(Stored data entries)
* * * *

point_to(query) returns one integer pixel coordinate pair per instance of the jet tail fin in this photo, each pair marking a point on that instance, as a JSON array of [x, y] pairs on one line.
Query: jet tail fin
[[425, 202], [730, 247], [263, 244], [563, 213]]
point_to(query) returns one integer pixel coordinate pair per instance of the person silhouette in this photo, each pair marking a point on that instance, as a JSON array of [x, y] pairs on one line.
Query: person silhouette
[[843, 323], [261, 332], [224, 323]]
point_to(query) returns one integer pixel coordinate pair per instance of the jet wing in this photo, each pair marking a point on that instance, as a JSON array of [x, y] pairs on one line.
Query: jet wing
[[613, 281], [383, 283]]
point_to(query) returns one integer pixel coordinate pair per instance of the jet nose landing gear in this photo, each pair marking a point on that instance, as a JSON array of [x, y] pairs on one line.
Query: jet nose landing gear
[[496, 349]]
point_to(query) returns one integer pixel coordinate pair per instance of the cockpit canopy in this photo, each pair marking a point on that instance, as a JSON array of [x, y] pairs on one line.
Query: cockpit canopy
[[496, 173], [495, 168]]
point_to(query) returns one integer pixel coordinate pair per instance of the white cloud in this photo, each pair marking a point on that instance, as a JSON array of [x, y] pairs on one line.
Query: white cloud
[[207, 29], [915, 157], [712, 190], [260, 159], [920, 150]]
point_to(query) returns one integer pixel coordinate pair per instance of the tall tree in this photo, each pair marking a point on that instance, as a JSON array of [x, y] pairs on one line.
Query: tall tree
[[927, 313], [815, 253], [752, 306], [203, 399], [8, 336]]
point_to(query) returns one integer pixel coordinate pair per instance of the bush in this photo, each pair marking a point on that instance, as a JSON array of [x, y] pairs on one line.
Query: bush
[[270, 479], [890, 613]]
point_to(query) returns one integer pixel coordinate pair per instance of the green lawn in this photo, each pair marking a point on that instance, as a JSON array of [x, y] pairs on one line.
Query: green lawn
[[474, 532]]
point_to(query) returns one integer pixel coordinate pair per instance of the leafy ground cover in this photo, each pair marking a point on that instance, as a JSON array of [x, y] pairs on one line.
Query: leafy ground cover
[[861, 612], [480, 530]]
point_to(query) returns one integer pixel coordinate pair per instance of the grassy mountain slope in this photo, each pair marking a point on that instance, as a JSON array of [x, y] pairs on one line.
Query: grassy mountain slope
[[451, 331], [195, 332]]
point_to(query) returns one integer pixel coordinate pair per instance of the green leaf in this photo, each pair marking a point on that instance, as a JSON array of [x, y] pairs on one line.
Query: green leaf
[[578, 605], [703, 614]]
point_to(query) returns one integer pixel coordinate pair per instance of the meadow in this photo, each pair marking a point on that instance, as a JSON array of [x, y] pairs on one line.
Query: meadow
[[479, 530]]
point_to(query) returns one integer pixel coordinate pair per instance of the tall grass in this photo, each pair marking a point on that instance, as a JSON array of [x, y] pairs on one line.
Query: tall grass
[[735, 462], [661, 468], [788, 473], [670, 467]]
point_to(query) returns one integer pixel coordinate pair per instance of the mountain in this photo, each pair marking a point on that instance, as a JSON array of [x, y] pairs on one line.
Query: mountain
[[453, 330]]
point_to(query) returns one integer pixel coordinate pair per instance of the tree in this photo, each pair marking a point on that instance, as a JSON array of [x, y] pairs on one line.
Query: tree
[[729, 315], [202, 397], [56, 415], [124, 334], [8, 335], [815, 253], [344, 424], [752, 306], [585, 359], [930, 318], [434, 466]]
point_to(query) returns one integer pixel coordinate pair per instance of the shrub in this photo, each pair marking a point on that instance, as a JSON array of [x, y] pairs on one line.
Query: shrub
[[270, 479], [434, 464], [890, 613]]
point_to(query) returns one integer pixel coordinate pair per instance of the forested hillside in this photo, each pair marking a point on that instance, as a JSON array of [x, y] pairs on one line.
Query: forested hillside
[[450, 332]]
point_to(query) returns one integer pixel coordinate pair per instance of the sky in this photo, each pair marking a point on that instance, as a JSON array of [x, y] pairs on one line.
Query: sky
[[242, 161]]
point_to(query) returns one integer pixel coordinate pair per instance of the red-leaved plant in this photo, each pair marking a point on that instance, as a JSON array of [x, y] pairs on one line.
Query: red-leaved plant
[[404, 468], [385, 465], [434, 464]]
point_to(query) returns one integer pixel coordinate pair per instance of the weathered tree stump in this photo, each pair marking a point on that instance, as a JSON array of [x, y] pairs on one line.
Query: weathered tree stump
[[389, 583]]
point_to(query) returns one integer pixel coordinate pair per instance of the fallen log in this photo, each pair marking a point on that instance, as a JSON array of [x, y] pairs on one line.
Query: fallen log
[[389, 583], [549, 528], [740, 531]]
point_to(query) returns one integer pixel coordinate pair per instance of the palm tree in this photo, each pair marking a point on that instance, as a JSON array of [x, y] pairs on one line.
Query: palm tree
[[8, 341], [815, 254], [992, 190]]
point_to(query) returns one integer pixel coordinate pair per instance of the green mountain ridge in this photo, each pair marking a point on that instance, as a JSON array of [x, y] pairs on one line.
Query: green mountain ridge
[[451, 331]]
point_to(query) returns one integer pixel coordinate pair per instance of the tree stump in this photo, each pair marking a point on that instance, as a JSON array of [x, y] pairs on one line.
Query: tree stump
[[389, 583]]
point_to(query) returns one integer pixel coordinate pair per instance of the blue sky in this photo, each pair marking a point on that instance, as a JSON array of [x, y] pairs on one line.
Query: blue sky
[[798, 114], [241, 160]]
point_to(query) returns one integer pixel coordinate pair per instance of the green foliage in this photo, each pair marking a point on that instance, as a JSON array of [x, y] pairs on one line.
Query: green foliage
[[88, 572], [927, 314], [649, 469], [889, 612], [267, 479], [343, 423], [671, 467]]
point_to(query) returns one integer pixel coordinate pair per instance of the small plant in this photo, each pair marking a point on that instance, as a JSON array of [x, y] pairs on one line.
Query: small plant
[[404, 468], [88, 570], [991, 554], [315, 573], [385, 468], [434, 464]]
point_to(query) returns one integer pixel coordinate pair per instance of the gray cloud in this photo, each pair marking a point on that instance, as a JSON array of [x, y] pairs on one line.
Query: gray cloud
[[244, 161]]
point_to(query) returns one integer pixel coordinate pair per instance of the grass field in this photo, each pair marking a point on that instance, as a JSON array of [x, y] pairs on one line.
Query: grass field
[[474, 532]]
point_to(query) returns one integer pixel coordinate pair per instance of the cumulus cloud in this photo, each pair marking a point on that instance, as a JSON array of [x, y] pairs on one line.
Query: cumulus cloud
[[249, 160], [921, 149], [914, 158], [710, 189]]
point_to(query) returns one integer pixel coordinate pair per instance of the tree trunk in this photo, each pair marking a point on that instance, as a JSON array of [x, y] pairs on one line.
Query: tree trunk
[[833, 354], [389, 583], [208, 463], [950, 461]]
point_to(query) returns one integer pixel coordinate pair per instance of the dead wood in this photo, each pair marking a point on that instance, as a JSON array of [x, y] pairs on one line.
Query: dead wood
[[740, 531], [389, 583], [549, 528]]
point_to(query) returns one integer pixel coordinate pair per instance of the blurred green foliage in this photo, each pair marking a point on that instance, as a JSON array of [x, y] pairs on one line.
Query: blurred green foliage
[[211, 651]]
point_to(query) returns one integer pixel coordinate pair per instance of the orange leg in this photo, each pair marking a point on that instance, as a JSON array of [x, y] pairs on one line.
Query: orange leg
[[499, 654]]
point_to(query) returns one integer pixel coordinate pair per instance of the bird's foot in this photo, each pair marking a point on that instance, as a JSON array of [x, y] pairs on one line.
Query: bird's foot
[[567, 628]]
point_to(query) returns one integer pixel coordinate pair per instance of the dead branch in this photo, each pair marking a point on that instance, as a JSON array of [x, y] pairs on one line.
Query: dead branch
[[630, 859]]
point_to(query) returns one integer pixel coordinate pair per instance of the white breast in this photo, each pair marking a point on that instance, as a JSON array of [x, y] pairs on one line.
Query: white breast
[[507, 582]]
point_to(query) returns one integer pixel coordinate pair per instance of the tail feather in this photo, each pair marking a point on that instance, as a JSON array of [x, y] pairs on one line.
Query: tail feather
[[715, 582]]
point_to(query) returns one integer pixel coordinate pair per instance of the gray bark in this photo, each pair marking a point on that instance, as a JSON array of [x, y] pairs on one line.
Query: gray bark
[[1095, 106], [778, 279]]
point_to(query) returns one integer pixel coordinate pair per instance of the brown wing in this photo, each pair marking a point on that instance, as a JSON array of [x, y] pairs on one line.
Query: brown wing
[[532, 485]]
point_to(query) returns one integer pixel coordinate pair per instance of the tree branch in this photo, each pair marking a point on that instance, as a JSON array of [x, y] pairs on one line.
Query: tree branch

* * * *

## TASK ITEM
Using the entries above, give back exactly the line containing "Query: fallen log", the line containing "the tree stump", and every line between them, and nothing else.

## EXERCISE SOLUTION
Query: fallen log
[[389, 583], [549, 528], [740, 531]]
point_to(query) returns one integer pixel coordinate pair per instance of the palm tree in this photo, each pair marking a point on that instance, as a JSON array of [x, y] pairs on one line.
Query: palm tree
[[8, 341], [815, 254], [992, 190]]
point_to(query) returns one integer pixel coordinate pair per instance of the green mountain ridge in this photo, each pair marking a point on that instance, as a JSON array of [x, y] pairs on one line.
Query: green mountain ridge
[[451, 331]]
point_to(query) returns one integer pixel coordinate pair per instance of the tree stump in this photo, each pair marking a point on that instance, as a JSON array of [x, y] pairs on one line.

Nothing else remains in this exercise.